Saved dataset items:

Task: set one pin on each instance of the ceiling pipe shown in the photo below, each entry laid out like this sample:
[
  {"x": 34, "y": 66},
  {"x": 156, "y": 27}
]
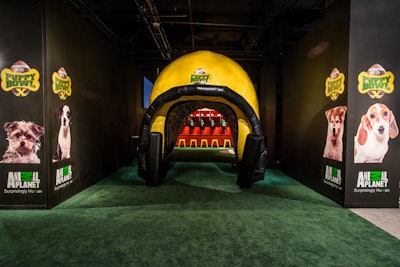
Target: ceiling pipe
[
  {"x": 148, "y": 12},
  {"x": 191, "y": 25},
  {"x": 94, "y": 19}
]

#### [DIRECTIONS]
Can you write out all the lines above again, requests included but without the pictures, shifting every x and y coordinate in the answers up by 116?

#### [PROBLEM SOLUTION]
Task: set one pin on each instance of the ceiling pipe shown in the photo below, each entry laid out like this sample:
[
  {"x": 34, "y": 66},
  {"x": 156, "y": 27}
]
Target: ceiling pipe
[
  {"x": 264, "y": 128},
  {"x": 307, "y": 141},
  {"x": 210, "y": 135}
]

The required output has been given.